Some items =>
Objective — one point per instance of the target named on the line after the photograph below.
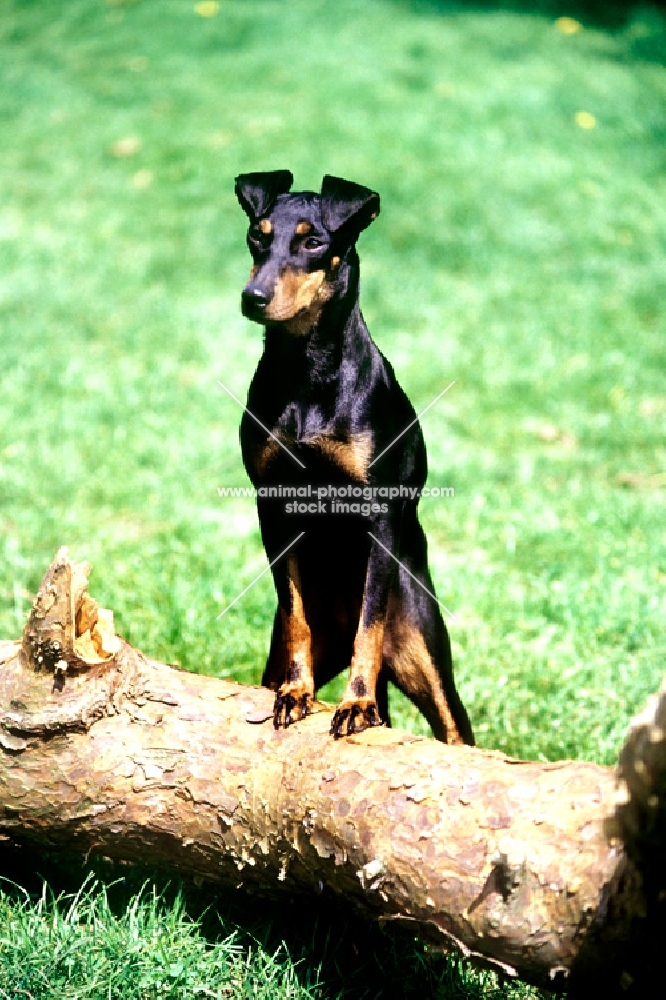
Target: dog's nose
(254, 299)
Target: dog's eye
(259, 239)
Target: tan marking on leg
(264, 456)
(417, 676)
(296, 694)
(357, 709)
(351, 456)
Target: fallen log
(538, 870)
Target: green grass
(517, 253)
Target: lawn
(520, 153)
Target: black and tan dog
(325, 410)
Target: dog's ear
(258, 192)
(347, 208)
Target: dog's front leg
(358, 709)
(293, 671)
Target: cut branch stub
(508, 861)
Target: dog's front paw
(292, 703)
(354, 716)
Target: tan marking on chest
(351, 456)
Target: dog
(326, 415)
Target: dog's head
(298, 243)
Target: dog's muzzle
(254, 301)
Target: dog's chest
(302, 446)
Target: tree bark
(538, 870)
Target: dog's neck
(316, 357)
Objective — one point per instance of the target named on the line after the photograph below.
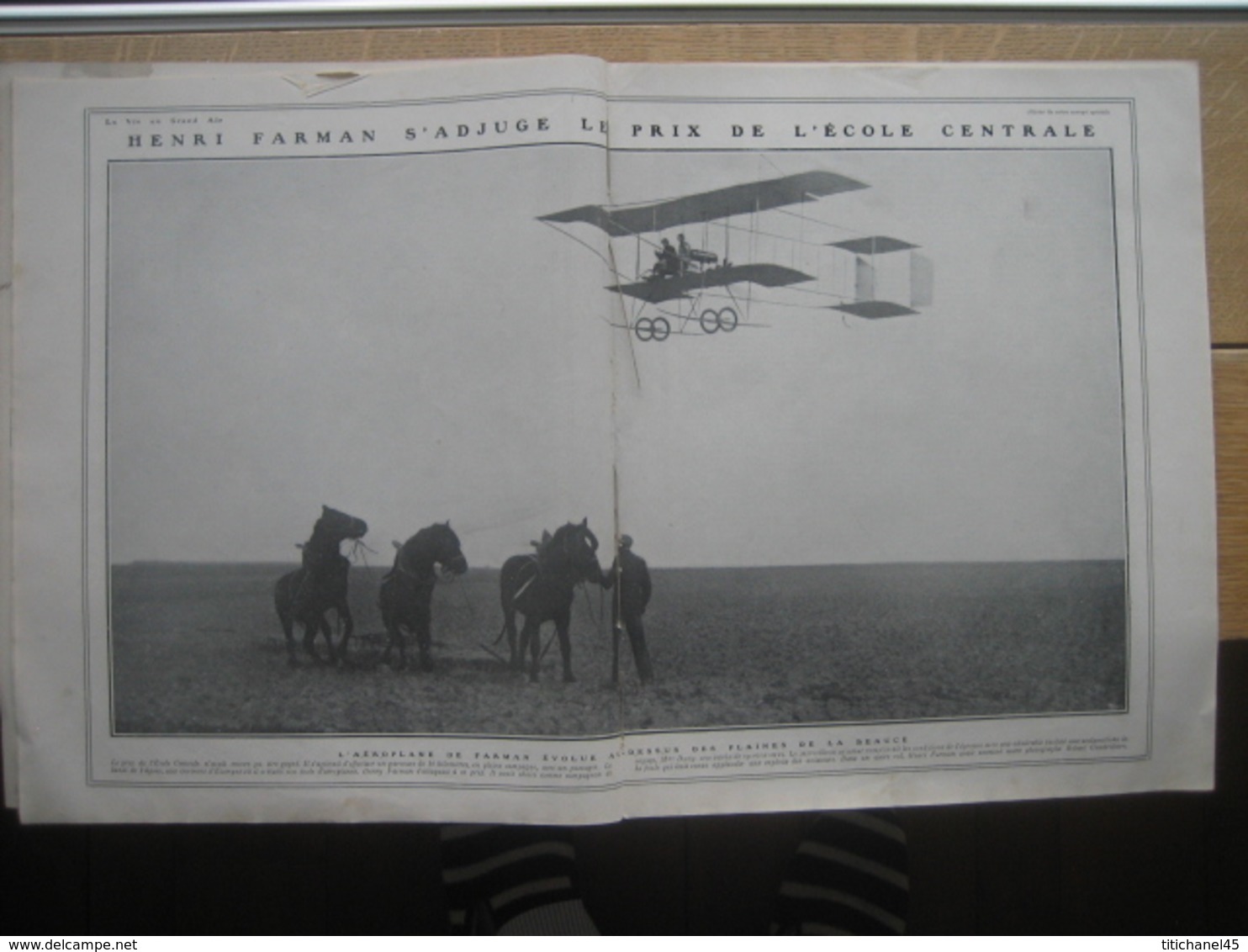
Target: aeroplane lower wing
(655, 291)
(708, 206)
(874, 309)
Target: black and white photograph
(860, 415)
(583, 441)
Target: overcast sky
(401, 338)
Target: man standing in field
(631, 578)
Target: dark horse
(541, 588)
(407, 590)
(304, 595)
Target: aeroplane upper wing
(708, 206)
(655, 291)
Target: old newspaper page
(557, 442)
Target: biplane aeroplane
(698, 289)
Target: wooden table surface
(1219, 48)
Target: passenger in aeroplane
(668, 261)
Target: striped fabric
(494, 874)
(849, 876)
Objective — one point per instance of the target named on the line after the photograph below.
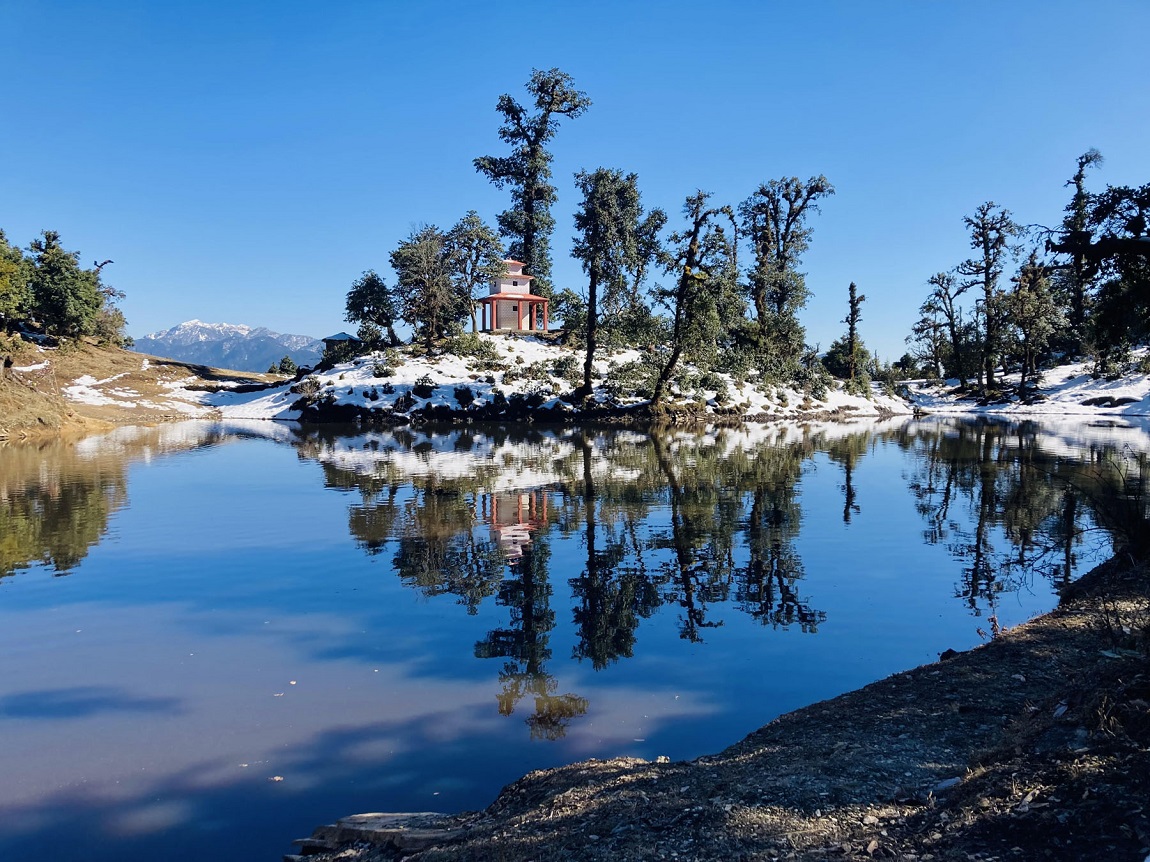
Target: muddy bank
(1033, 746)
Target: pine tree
(529, 223)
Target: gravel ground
(1033, 746)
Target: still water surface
(215, 637)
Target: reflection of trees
(1020, 491)
(56, 516)
(612, 592)
(526, 645)
(695, 521)
(699, 536)
(846, 452)
(767, 585)
(55, 499)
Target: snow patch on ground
(1065, 391)
(527, 367)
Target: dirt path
(1034, 746)
(83, 387)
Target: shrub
(568, 368)
(307, 386)
(472, 345)
(424, 386)
(464, 395)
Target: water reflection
(56, 497)
(705, 523)
(1035, 490)
(446, 597)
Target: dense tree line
(45, 290)
(680, 295)
(1028, 297)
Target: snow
(1066, 391)
(524, 366)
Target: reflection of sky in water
(228, 631)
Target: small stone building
(511, 305)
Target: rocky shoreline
(1033, 746)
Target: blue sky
(245, 161)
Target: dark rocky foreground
(1033, 746)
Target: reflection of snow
(513, 518)
(524, 366)
(1066, 391)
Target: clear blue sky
(244, 162)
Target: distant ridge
(230, 345)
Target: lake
(216, 637)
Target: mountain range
(230, 345)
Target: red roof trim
(513, 297)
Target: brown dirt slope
(1034, 746)
(138, 389)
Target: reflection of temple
(513, 517)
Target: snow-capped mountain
(230, 345)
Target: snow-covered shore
(533, 371)
(1064, 391)
(504, 377)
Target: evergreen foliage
(774, 221)
(476, 258)
(428, 294)
(370, 303)
(611, 230)
(527, 171)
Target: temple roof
(513, 298)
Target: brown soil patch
(139, 389)
(1034, 746)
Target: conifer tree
(527, 171)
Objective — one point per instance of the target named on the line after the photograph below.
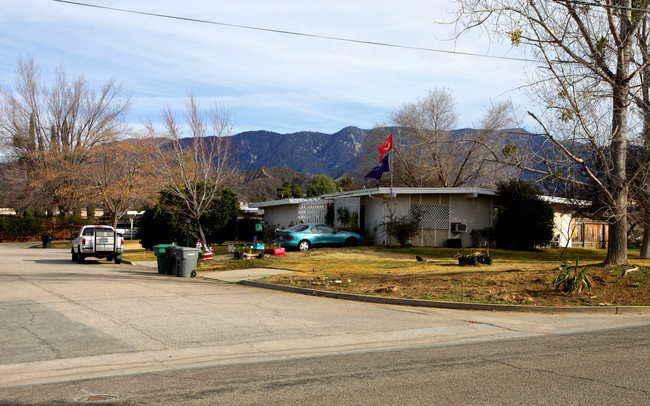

Stated exercise => Pull out every line of the items that contains the word "blue", and copy each one.

Answer to the exercise =>
Target: blue sky
Target: clear blue sky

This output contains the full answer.